Check your understanding
1. Update the K-D-B-tree passage, giving the stretch from "- The regions" through "child is region." again with "disjoint" replaced by "non-overlapping".
2. Go on with the passage on K-D-B-tree properties, picking up after its final sentence.

Extract
□ □ □ □
Page overflows occur when inserting an element into a K-D-B-tree results in the size of a node exceeding its optimal size. Since the purpose of the K-D-B-tree is to optimize external memory accesses like those from a hard-disk, a page is considered to have overflowed or be overfilled if the size of the node exceeds the external memory page size.

Throughout insertion/deletion operations, the K-D-B-tree maintains a certain set of properties:
- The graph is a multi-way tree. Region pages always point to child pages, and can not be empty. Point pages are the leaf nodes of the tree.
- Like a B-tree, the path length to the leaves of the tree is the same for all queries.
- The regions that make up a region page are disjoint.
- If the root is a region page the union of its regions is the entire search space.
- When the child of a (region, child) pair in a region page is also a region page, the union of all the regions in the child is region.
- Conversely in the case above, if child is a point page, all points in child must be contained in region.
□ □ □ □
Stored dataset items:
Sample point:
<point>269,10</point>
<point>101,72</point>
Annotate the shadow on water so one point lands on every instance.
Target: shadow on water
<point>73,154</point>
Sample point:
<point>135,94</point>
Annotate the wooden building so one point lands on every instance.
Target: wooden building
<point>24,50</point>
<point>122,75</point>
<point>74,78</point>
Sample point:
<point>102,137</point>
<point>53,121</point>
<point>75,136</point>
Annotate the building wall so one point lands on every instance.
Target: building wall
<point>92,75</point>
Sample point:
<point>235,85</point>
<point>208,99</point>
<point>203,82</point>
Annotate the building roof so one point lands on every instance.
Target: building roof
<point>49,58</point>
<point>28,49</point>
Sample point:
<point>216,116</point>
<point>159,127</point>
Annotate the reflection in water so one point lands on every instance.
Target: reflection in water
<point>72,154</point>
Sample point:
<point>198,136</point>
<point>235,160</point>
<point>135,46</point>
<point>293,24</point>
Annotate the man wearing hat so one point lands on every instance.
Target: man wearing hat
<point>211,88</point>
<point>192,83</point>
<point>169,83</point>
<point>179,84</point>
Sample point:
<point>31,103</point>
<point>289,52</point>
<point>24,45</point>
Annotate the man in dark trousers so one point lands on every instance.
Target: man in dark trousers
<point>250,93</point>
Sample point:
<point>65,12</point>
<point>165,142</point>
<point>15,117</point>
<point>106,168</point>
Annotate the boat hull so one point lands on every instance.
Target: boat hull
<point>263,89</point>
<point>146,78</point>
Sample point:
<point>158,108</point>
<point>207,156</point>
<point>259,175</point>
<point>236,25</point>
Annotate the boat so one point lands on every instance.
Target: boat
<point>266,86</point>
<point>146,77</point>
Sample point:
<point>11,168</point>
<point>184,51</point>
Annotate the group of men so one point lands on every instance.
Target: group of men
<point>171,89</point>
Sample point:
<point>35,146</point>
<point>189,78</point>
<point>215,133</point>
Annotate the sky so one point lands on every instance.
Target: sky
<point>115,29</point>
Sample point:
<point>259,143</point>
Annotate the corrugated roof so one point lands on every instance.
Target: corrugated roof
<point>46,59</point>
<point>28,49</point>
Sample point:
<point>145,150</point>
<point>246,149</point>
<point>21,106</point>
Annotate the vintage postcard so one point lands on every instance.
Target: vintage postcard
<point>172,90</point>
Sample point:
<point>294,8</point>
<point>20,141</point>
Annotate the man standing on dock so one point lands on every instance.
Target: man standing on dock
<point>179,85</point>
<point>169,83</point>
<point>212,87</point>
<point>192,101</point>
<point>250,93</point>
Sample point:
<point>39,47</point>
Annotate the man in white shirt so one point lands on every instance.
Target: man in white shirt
□ □ □ □
Response list
1.
- The regions that make up a region page are non-overlapping.
- If the root is a region page the union of its regions is the entire search space.
- When the child of a (region, child) pair in a region page is also a region page, the union of all the regions in the child is region.

2.
== Operations on a K-D-B-tree ==
=== Queries ===
Queries on a K-D-B-tree are a range search over intervals in all domains or axes in the tree. This collection of intervals is called the query region. In k-space, the query region can be visualized as a bounding volume around some subspace in the entire k-dimensional search space. A query can fall into one of three categories:
- Some intervals span an entire domain or axis, making the query a partial range query.
- Some intervals are points, the others full domains, and so the query is a partial match query.
- The intervals are all points, and so the bounding volume is also just a point. This is an exact match query.

==== Algorithm ====
1. If the root of the tree is null, terminate, otherwise let page be root.
2. If page is a point page, return every point in a (point, location) pair that lies within the query region.
3. Otherwise, page is a region page, so for all (region, child) pairs where region and query region intersect, set page to be child and recurse from step 2.

=== Insertions ===
Since an insertion into a K-D-B-tree may require the splitting of a page in the case of a page overflow, it is important to first define the splitting operation.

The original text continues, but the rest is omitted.